WORK REQUIRED: Carry on the theater review of Black Watch, picking up right after its final sentence.

QUOTED TEXT:
┄┄┄┄┄┄

The scene is a Scottish pool hall, and the Black Watch veterans are awaiting the arrival of a researcher who has called and asked to gather their Iraq war stories. It’s not the stories so much as the imagined sexual favors they expect from the researcher that have opened the door – so the soldiers’ disappointment is keen when the researcher turns out to be a man; the girl they expected had merely set up his visit.

The questioner represents playwright Gregory Burke, who really did conduct interviews with veterans from the Black Watch Brigade to create this work. He makes fun of himself by embodying the expected fears of the vets – he asks the obvious, stupid questions. But soon enough we are transported, as we always knew we would be, to Iraq, where the Scottish troops had been asked to back up an American force of much greater strength in an ill-advised holding action that will end badly.

When they first arrive in Iraq, the soldiers are cocky and up for anything. They can’t believe that the incoming fire puts them in any danger. But as the mortars and other explosions, signified by crashing sound and flashing lights, become a regular feature of their lives—and ours in the audience—they begin to take their toll.

The action shifts fluidly from home to battlefield and back—an embedded reporter on the front lines substitutes for the interviewer at home, and then the interviewer is suddenly transported to Iraq along with the soldiers. An older commander tries to elicit the men’s loyalties to home, regiment and country; an experienced sergeant claims that girls will flock to the soldiers once they’re back home.

┄┄┄┄┄┄

SOURCE EXCERPT:
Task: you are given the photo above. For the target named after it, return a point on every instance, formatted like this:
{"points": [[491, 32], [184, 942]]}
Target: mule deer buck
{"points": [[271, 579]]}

┄┄┄┄┄┄

OUTPUT BELOW:
Yet all but the youngest know better—home will bring dislocation and exile from the common and peaceful things in life, and bad memories. The pool hall is devoid of women; they’re rarely even talked about. The war has spoiled these men for life.

At the show’s opening night, there seemed to be some hesitation and an occasional lack of cohesion. Perhaps it was the last minute cast substitution, not even announced in the theater, which thrust an understudy into a starring role.

But in the days after seeing Black Watch, as the show sank in, the strands seemed to pull together. What stuck in the mind was a choreographed scene where all the men, in small groups, sprinted to corners of the stage, where they found their parade ground distance by sticking out their arms to touch their mates’ shoulders. They then marched a few paces, and sprinted to another corner. But as the sprinting continued, a man would stumble, then recover. Then another man would stumble, and fall, and be helped to his feet by his buddies.

All of a sudden, the military precision seemed not fearful, but a temporary and futile holding action, putting off the inevitable stumble. There could be no more apt metaphor for war.